[Start]
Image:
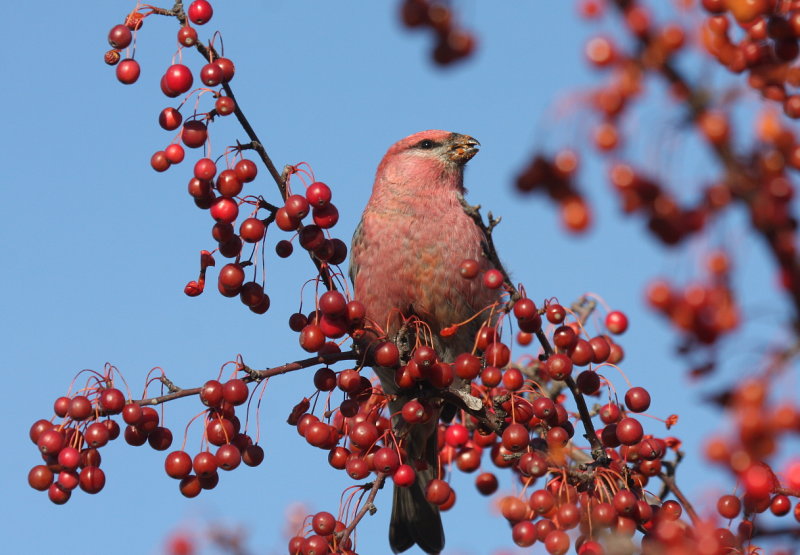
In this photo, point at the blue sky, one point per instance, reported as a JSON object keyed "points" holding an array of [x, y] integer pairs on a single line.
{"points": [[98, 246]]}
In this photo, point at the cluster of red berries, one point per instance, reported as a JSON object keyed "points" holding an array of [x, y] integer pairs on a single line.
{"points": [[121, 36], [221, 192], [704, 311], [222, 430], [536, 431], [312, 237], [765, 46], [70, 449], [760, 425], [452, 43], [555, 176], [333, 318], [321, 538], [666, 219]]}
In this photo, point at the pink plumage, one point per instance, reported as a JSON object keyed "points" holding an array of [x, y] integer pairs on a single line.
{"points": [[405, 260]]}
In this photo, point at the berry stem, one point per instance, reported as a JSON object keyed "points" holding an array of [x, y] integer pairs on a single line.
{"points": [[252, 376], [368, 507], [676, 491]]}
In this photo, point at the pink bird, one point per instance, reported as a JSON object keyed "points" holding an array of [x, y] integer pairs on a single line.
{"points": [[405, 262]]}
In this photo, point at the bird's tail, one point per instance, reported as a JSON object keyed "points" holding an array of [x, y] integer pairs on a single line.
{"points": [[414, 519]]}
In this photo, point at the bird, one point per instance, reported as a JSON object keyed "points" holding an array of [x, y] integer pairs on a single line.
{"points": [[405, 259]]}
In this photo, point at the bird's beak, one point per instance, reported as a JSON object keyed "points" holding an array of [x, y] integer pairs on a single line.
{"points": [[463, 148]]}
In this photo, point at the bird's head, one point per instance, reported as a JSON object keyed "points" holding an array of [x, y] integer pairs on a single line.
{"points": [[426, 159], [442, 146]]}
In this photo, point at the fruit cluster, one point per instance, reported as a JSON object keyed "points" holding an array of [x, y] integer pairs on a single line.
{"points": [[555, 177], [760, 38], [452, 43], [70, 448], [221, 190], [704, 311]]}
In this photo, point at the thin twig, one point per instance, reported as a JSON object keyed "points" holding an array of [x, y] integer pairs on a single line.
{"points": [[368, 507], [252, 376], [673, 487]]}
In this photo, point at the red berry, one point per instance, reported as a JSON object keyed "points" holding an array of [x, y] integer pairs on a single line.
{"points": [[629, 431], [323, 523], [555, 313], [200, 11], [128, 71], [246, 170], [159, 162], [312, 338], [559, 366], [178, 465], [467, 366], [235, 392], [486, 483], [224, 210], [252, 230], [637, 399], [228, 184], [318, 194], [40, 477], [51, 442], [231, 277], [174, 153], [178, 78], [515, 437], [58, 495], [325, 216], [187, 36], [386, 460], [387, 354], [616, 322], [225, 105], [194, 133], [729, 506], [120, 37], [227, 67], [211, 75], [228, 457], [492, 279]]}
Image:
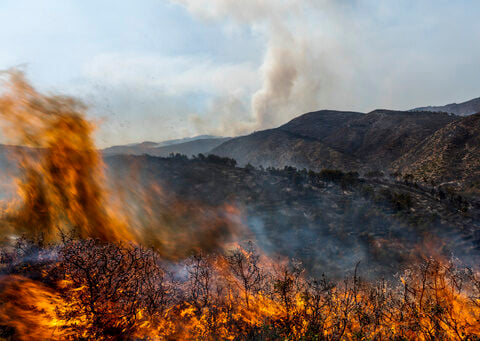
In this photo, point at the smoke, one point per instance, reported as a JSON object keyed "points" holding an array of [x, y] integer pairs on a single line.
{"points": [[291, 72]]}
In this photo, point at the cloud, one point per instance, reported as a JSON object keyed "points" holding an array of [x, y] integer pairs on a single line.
[End]
Your goal
Transcribe the preceding listing in its entirety and with exact wording, leaving out pictures.

Solution for this exercise
Image:
In this photo, point at the blue sky, one point per instance, reported as a JSON object keyed "points" holding an array of [x, y] integer pairs on a single line.
{"points": [[98, 246]]}
In this photo, point at the cluster of red berries, one point per instance, reported as a JSON object keyed "points" holding an array of [x, y] integer pairs on a single line.
{"points": [[121, 36], [221, 192], [704, 311], [222, 430], [536, 431], [312, 237], [765, 46], [70, 449], [760, 425], [452, 43], [555, 176], [333, 318], [321, 538], [666, 219]]}
In this photo, point at the pink plumage, one point per instance, reported as a JSON object keyed "points" holding an array of [x, y] integer pairs on a single line.
{"points": [[405, 260]]}
In this photo, point at the berry stem, one point per instance, reported as a JSON object keyed "points" holding an array of [x, y] integer pairs on a single line.
{"points": [[252, 376], [368, 507], [676, 491]]}
In this photo, point at the pink bird, one point per instance, reported as a JSON object keyed "points" holding an array of [x, y] integer pairs on a single line.
{"points": [[405, 262]]}
In this photo, point at the bird's tail, one point per instance, reported as a JSON object keyed "points" holding an array of [x, y] integer pairs on a single line.
{"points": [[414, 519]]}
In this photo, point at the bird, one point per instance, reported as a JSON object keyed "points" holding an array of [x, y] integer pairs on a single line.
{"points": [[405, 259]]}
In this photo, point at the bird's beak, one point per instance, reported as a JSON object keyed "points" holding an array of [x, y] integer pairs on a single line.
{"points": [[463, 148]]}
In this photo, point at the bird's head, one point per instance, reported as a JSON object keyed "points" holding an array of [x, y] integer pairs on a single line.
{"points": [[426, 159], [442, 146]]}
In this photo, point at the fruit cluster, one point per instance, reported as a JSON object keyed "points" holding an array of [x, y] integer pairs on a single line.
{"points": [[555, 177], [760, 38], [452, 43], [70, 448], [221, 190], [704, 311]]}
In this photo, point at the thin twig, one point per instance, reported as a JSON object keyed "points" holding an array of [x, y] integer pairs on a single line.
{"points": [[368, 507], [252, 376], [673, 487]]}
In this photo, point at the red berry, one point per instance, reported as a JSON object keyed "points" holding an array of [x, y] integer pairs on a single line.
{"points": [[629, 431], [323, 523], [555, 313], [200, 11], [128, 71], [246, 170], [159, 162], [312, 338], [559, 366], [178, 465], [467, 366], [235, 392], [486, 483], [224, 210], [252, 230], [637, 399], [228, 184], [318, 194], [40, 477], [51, 442], [231, 277], [174, 153], [178, 78], [515, 437], [58, 495], [325, 216], [187, 36], [386, 460], [387, 354], [616, 322], [225, 105], [194, 133], [729, 506], [120, 37], [227, 67], [211, 75], [228, 457], [492, 279]]}
Image:
In this photo, point at the smoke, one point per instance, reported as a JSON object keyed "points" holding an array of [x, y] integer pairs on a single line.
{"points": [[291, 72]]}
In this photo, point at the cloud, one point per instance, reported as a JSON object keyed "points" holding an array of [x, y] integer pairs on a single line.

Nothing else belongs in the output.